- [WRITTEN PROBLEM 1]:
Reproduce every row that comes after the text on renunciation, word for word, leaving the pictures out.

- [TEXT TO READ]:
Reflections and Practices

The following reflections and practices are offered for your exploration of the Perfection of Renunciation. Both the reflections and the practices can be enriched by discussing them with friends, fellow practitioners, strangers, and if you have chosen to have one, with your Dharma Practice Day buddy. A useful way of engaging with the reflections is to spend a few days with each one, perhaps rereading the reflection to see what new perspectives repeated readings provide. It can be nice to devote some quiet time to focus on these reflections, perhaps while going for a walk or drinking tea.

Reflections:

1. It is often said that people resist teachings on renunciation. What are your concerns and views about the value of renunciation? What reservations and fears do you have about the practice of renunciation? What is attractive to you about this practice? In what ways do you understand renunciation differently than the practice of letting go?

2. In what areas of your life could you benefit from practicing renunciation? What motivations or impulses would renunciation help to overcome in those areas? What motivations and understandings would make renunciation easier? Write down a list of all ways you might benefit from renouncing particular things.

3. Under what circumstances is it difficult for you to let go of things you want to let go of? In what circumstances is it easiest? What inner states of being support skillful letting go? What inner states make it difficult?

4. What would be the single most useful thing for you to let go of? Find someone to discuss why this would be useful and what makes it difficult to accomplish.

- [WRITTEN PROBLEM 2]:
According to the text on renunciation, who can you discuss the reflections and practices with? List all of them.

- [GIVEN DATA]:
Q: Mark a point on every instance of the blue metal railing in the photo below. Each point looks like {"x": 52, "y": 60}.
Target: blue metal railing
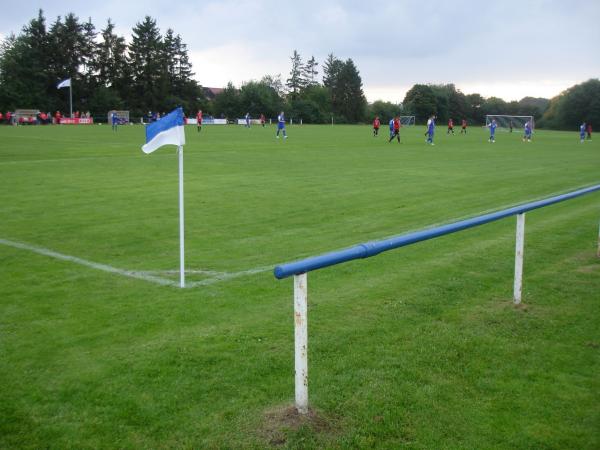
{"x": 373, "y": 248}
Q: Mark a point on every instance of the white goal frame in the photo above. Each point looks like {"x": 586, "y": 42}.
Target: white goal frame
{"x": 123, "y": 116}
{"x": 407, "y": 121}
{"x": 503, "y": 121}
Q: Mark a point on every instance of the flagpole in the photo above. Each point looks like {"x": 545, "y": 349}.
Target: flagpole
{"x": 181, "y": 234}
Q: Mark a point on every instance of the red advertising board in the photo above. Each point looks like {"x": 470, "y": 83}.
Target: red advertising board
{"x": 81, "y": 121}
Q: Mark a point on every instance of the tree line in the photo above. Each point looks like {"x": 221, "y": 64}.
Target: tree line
{"x": 153, "y": 73}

- [FINAL RESULT 1]:
Q: Mark a point on every instance of the blue metal railing in the photo below. Each point looks like {"x": 52, "y": 60}.
Target: blue metal railing
{"x": 373, "y": 248}
Q: Mark a point on every instance of the white goal frame in the photo above. Each point looks like {"x": 586, "y": 42}.
Target: white goal frame
{"x": 123, "y": 116}
{"x": 407, "y": 121}
{"x": 503, "y": 121}
Q: Mark a point on every instance of the flagpole in the photo above. Each point looks like {"x": 545, "y": 349}.
Target: flagpole
{"x": 181, "y": 234}
Q: Mark a point on every instance of the red advertising board in the photo above. Each point looks like {"x": 470, "y": 83}.
Target: red advertising board
{"x": 81, "y": 121}
Q: Mark a point on every instance of the tree line in the photo above. Each point looks like {"x": 221, "y": 64}.
Target: tree line
{"x": 153, "y": 73}

- [FINAL RESULT 2]:
- friends
- fellow practitioners
- strangers
- your Dharma Practice Day buddy, if you have chosen to have one